What you have to do: Swap "pick out" for "locate" in every row below and write the rows out again, leaving everything else unchanged.

Object point labels
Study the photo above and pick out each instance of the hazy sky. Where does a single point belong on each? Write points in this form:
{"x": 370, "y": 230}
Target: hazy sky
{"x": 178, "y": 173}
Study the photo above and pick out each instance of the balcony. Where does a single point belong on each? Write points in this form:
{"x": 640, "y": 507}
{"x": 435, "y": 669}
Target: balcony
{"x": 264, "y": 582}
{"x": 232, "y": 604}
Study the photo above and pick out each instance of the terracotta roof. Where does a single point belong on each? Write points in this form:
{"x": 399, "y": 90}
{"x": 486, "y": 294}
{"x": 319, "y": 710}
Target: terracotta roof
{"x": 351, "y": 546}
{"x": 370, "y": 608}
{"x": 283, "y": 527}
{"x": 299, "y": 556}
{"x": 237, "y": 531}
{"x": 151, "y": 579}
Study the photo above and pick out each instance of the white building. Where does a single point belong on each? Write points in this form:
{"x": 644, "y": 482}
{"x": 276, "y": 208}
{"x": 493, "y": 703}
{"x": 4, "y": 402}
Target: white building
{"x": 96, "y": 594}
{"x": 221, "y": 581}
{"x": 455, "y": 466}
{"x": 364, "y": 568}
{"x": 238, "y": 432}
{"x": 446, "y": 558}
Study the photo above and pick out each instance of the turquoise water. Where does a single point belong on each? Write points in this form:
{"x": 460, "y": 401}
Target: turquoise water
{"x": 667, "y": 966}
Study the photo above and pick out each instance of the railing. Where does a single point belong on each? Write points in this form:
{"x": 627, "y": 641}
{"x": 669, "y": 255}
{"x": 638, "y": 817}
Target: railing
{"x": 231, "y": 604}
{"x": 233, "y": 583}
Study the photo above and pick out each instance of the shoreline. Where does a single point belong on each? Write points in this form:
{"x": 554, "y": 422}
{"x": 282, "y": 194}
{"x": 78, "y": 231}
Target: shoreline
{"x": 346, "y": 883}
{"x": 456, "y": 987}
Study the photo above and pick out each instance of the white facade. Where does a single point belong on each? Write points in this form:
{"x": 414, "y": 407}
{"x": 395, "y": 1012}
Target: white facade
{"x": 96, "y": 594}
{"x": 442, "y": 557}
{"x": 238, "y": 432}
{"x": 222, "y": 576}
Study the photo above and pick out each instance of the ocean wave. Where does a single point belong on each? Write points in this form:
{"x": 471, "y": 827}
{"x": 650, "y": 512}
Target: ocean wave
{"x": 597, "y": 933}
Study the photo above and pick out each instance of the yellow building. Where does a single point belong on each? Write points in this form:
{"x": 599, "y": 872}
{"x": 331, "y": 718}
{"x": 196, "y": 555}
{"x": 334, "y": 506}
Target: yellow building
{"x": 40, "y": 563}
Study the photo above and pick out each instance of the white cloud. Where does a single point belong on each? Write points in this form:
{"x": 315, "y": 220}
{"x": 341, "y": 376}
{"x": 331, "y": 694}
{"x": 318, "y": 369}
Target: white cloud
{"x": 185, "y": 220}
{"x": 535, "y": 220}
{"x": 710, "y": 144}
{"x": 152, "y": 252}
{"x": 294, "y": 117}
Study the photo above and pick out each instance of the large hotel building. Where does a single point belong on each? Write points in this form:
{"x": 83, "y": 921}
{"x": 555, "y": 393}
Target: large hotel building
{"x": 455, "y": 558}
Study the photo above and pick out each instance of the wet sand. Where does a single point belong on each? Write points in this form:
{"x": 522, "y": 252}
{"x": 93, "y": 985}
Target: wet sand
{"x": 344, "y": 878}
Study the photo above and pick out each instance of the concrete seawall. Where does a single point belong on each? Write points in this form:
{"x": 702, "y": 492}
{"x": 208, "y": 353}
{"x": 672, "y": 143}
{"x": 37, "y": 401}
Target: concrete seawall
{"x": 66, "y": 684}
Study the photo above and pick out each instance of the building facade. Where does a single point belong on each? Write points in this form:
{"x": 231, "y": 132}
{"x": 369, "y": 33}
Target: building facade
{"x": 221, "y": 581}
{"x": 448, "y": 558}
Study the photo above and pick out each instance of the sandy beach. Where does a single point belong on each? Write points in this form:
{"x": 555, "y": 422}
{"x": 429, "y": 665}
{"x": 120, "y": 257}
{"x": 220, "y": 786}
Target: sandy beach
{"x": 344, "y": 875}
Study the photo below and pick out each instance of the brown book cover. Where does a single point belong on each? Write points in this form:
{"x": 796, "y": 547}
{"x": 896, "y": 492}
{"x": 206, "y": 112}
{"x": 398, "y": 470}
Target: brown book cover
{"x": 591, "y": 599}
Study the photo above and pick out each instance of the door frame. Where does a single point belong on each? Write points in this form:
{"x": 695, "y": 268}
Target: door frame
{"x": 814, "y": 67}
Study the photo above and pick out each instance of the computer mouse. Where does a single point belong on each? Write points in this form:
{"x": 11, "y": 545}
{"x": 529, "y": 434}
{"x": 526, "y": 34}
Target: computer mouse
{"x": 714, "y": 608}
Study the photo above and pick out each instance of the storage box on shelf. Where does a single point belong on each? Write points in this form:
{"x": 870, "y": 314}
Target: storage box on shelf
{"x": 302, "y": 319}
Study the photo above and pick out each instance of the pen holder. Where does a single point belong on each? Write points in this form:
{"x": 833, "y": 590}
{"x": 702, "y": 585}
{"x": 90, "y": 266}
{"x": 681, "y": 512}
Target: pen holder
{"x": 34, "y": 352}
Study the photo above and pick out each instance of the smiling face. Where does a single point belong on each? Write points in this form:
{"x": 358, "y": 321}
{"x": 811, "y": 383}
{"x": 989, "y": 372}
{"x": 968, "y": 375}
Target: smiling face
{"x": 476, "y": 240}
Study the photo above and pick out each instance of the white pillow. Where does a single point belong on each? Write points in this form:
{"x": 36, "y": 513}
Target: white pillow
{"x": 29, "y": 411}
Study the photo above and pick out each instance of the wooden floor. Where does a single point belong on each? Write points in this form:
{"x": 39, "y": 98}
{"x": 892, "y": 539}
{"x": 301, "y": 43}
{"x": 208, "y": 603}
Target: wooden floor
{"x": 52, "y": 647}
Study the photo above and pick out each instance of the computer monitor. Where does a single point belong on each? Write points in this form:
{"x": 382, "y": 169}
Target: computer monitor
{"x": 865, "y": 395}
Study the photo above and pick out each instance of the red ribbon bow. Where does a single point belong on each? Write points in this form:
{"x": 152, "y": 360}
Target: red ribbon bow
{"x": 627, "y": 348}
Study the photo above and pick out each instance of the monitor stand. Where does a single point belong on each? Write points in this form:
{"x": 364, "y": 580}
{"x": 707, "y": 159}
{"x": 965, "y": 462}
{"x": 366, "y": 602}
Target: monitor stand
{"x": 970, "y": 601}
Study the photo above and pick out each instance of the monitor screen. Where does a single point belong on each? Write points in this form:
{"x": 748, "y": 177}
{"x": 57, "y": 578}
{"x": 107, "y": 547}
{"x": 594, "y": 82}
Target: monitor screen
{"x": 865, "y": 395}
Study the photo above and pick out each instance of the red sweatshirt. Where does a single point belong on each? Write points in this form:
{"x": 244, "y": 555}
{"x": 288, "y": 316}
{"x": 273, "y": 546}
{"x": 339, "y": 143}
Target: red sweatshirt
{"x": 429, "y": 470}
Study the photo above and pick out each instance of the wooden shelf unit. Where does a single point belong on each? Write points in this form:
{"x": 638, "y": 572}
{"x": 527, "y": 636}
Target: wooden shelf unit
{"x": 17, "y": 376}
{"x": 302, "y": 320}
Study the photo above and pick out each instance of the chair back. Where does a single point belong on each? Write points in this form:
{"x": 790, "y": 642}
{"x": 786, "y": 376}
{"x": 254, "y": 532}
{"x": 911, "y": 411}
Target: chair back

Final answer:
Study the photo above and locate each instance of the hazy sky. Where does a single point belong on each? Write points in this form:
{"x": 370, "y": 230}
Target: hazy sky
{"x": 178, "y": 173}
Study the photo above and locate each instance of the balcony. Where does a single point belong on each? Write points in this form:
{"x": 640, "y": 507}
{"x": 435, "y": 669}
Target: balcony
{"x": 264, "y": 582}
{"x": 232, "y": 604}
Study the photo above and locate each instance of the terracotta roof. Where does a single point belong on each? Write points in this form:
{"x": 399, "y": 90}
{"x": 486, "y": 294}
{"x": 319, "y": 710}
Target: terracotta roof
{"x": 351, "y": 546}
{"x": 370, "y": 608}
{"x": 283, "y": 527}
{"x": 299, "y": 556}
{"x": 237, "y": 531}
{"x": 151, "y": 579}
Study the photo above and locate each instance of the white building. Where does a single point belong on each? Write points in this form:
{"x": 644, "y": 482}
{"x": 276, "y": 208}
{"x": 493, "y": 703}
{"x": 4, "y": 402}
Target: white building
{"x": 96, "y": 594}
{"x": 221, "y": 581}
{"x": 455, "y": 466}
{"x": 364, "y": 568}
{"x": 238, "y": 432}
{"x": 446, "y": 558}
Study the photo above and locate each instance of the turquoise water. Where does a single point belong on each? Write points in this form:
{"x": 460, "y": 401}
Target: turquoise water
{"x": 667, "y": 966}
Study the photo above and locate each instance of the railing. Where does a single point belong on each? Write points in this form:
{"x": 627, "y": 641}
{"x": 669, "y": 255}
{"x": 638, "y": 817}
Target: railing
{"x": 231, "y": 604}
{"x": 233, "y": 583}
Study the photo above and locate each instance of the shoreline. Where does a single point belong on each? Write points in this form:
{"x": 554, "y": 422}
{"x": 282, "y": 194}
{"x": 78, "y": 231}
Target: shoreline
{"x": 346, "y": 883}
{"x": 456, "y": 987}
Study the photo above and locate each instance of the white facade. Where does a single point belong on each? Write points in this form:
{"x": 414, "y": 407}
{"x": 395, "y": 1012}
Target: white facade
{"x": 96, "y": 594}
{"x": 442, "y": 557}
{"x": 238, "y": 432}
{"x": 222, "y": 576}
Study the photo above and locate each instance of the ocean wave. Where does a single point belong on each? Write points in this form:
{"x": 471, "y": 827}
{"x": 650, "y": 512}
Target: ocean wave
{"x": 597, "y": 933}
Study the photo above and locate each instance of the yellow building. Where does a single point belong on each? Write points in this form:
{"x": 599, "y": 872}
{"x": 331, "y": 718}
{"x": 196, "y": 555}
{"x": 334, "y": 506}
Target: yellow building
{"x": 40, "y": 563}
Study the photo above and locate each instance of the white cloud. Where does a single point belong on each? Write points in this form:
{"x": 315, "y": 220}
{"x": 341, "y": 376}
{"x": 331, "y": 694}
{"x": 318, "y": 369}
Target: white cloud
{"x": 185, "y": 220}
{"x": 535, "y": 220}
{"x": 710, "y": 144}
{"x": 152, "y": 252}
{"x": 294, "y": 117}
Study the photo above and locate each instance of the large hotel building. Where does a single point belong on each? Write points in this form:
{"x": 83, "y": 921}
{"x": 555, "y": 393}
Target: large hotel building
{"x": 455, "y": 558}
Study the photo above and locate each instance of the wet sand. Where does a single point belong on each? Write points in this form:
{"x": 522, "y": 252}
{"x": 93, "y": 985}
Target: wet sand
{"x": 344, "y": 878}
Study the photo above and locate each instance of the concrete seawall. Where does a single point belong on each? Write points in this form:
{"x": 702, "y": 492}
{"x": 208, "y": 353}
{"x": 672, "y": 143}
{"x": 37, "y": 401}
Target: concrete seawall
{"x": 66, "y": 684}
Study the photo above and locate each instance of the building facade. Where does a single point belong on each? Write points in this form:
{"x": 231, "y": 132}
{"x": 369, "y": 33}
Target: building facade
{"x": 221, "y": 581}
{"x": 448, "y": 558}
Study the photo above and locate each instance of the sandy beach. Where does a single point belong on each? Write points in this form:
{"x": 555, "y": 422}
{"x": 429, "y": 665}
{"x": 120, "y": 257}
{"x": 220, "y": 786}
Target: sandy beach
{"x": 344, "y": 875}
Study the photo below and locate each instance of the brown book cover. Where does a single point belong on each? Write points in this form:
{"x": 796, "y": 547}
{"x": 896, "y": 492}
{"x": 206, "y": 112}
{"x": 398, "y": 470}
Target: brown book cover
{"x": 591, "y": 599}
Study the photo above and locate each instance of the door frame. Where does a single point belong on each? Write points in this form:
{"x": 695, "y": 268}
Target: door frame
{"x": 814, "y": 67}
Study the photo above and locate each instance of the computer mouse. Where does a single point belong on each? Write points in this form:
{"x": 11, "y": 545}
{"x": 529, "y": 434}
{"x": 526, "y": 34}
Target: computer mouse
{"x": 714, "y": 608}
Study the photo above and locate each instance of the storage box on shelf. Where does a single point belong on each? Write points in this form:
{"x": 870, "y": 314}
Target: storage box on shelf
{"x": 302, "y": 319}
Study the photo above and locate each instance of the pen holder. Where does a single point belong on each? Write points in this form:
{"x": 833, "y": 590}
{"x": 702, "y": 585}
{"x": 90, "y": 266}
{"x": 681, "y": 512}
Target: pen holder
{"x": 34, "y": 352}
Study the photo above and locate each instance of the smiling face. Where does a single point belong on each? Write points in this form:
{"x": 358, "y": 321}
{"x": 811, "y": 383}
{"x": 989, "y": 372}
{"x": 968, "y": 375}
Target: smiling face
{"x": 476, "y": 240}
Study the photo above and locate each instance of the white pillow. Where does a single point belong on each? Write points in this form:
{"x": 36, "y": 513}
Target: white pillow
{"x": 29, "y": 411}
Study the photo above and locate each instance of the wooden floor. Where does a single point belong on each? Write points in this form:
{"x": 39, "y": 98}
{"x": 892, "y": 539}
{"x": 301, "y": 43}
{"x": 208, "y": 603}
Target: wooden floor
{"x": 52, "y": 647}
Study the photo above and locate each instance of the computer monitor. Where does a single point belong on each? Write points in this form:
{"x": 382, "y": 169}
Target: computer monitor
{"x": 865, "y": 395}
Study the photo above and locate each instance of the red ribbon bow. Where does a single point belong on each? Write points in this form:
{"x": 152, "y": 360}
Target: red ribbon bow
{"x": 627, "y": 348}
Study the photo above and locate each instance of the monitor stand. Where does a single point belong on each? Write points in this form:
{"x": 364, "y": 580}
{"x": 707, "y": 159}
{"x": 965, "y": 462}
{"x": 366, "y": 602}
Target: monitor stand
{"x": 970, "y": 601}
Study the photo above and locate each instance of the monitor screen. Where does a single point belong on each? Write points in this form:
{"x": 748, "y": 177}
{"x": 57, "y": 578}
{"x": 107, "y": 547}
{"x": 594, "y": 82}
Target: monitor screen
{"x": 865, "y": 395}
Study the photo above and locate each instance of the red sweatshirt. Where does a single point belong on each? Write points in this form:
{"x": 244, "y": 555}
{"x": 288, "y": 316}
{"x": 273, "y": 546}
{"x": 339, "y": 143}
Target: red sweatshirt
{"x": 429, "y": 470}
Study the photo above and locate each instance of the wooden shelf unit. Where does a single point belong on each? Write points in this form:
{"x": 638, "y": 572}
{"x": 527, "y": 636}
Target: wooden shelf unit
{"x": 17, "y": 376}
{"x": 302, "y": 320}
Study the photo above and locate each instance of the chair back. Where does a single point belong on each? Write points in this form:
{"x": 790, "y": 642}
{"x": 786, "y": 376}
{"x": 254, "y": 532}
{"x": 911, "y": 411}
Target: chair back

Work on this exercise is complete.